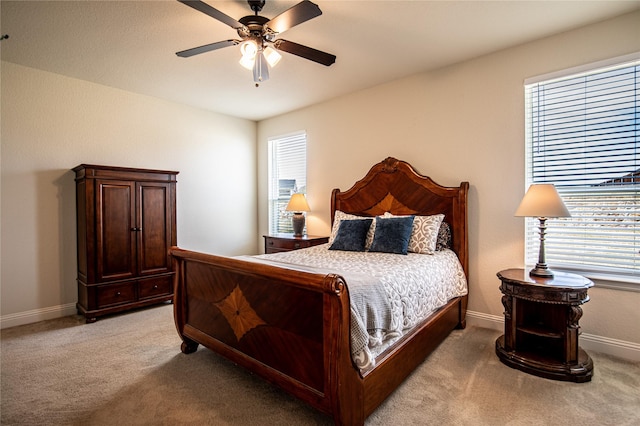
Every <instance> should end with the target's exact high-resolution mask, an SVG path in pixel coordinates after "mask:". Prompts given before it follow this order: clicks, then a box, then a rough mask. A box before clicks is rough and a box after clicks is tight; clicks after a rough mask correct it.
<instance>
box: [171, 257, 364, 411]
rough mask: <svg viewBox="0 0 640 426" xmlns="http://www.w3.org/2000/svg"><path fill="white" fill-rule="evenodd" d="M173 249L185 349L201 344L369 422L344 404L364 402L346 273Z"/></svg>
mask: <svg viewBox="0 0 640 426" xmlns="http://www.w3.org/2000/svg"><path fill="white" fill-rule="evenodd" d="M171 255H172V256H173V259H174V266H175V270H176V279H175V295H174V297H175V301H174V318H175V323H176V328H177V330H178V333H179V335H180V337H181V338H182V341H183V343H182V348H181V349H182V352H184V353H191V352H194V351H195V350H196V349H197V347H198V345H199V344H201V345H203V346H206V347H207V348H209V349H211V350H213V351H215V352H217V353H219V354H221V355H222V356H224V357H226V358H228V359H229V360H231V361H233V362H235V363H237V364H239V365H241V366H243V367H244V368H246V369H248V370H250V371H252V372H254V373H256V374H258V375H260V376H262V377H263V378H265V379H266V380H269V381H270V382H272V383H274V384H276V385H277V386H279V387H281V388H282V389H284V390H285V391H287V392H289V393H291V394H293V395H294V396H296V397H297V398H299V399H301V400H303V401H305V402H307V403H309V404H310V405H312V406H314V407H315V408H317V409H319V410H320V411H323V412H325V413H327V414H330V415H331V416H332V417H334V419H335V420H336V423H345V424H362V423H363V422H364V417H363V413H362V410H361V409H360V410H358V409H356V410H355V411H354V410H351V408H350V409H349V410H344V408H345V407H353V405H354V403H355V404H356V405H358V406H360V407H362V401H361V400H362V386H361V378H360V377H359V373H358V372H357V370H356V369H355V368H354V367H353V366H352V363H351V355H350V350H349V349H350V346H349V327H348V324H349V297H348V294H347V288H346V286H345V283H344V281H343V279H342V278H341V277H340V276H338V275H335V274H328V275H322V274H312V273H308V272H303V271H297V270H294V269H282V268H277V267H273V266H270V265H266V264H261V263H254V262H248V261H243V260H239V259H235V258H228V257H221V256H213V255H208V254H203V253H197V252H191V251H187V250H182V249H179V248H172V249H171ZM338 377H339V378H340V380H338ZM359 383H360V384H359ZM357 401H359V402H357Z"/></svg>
=======
**Exercise details:** Copy out nothing but the lines from the beginning of the records through the one that contains "box: [171, 257, 364, 411]". Skip the pictures.

**Answer to this problem:**
Every <instance> should end with the target's exact high-resolution mask, an SVG path in pixel coordinates after "mask:". Prompts given before it follow this order: clicks, then a box, then a rough mask. A box before clicks is rough and a box after clicks is tight; clicks after a rough mask correct it.
<instance>
box: [171, 257, 364, 411]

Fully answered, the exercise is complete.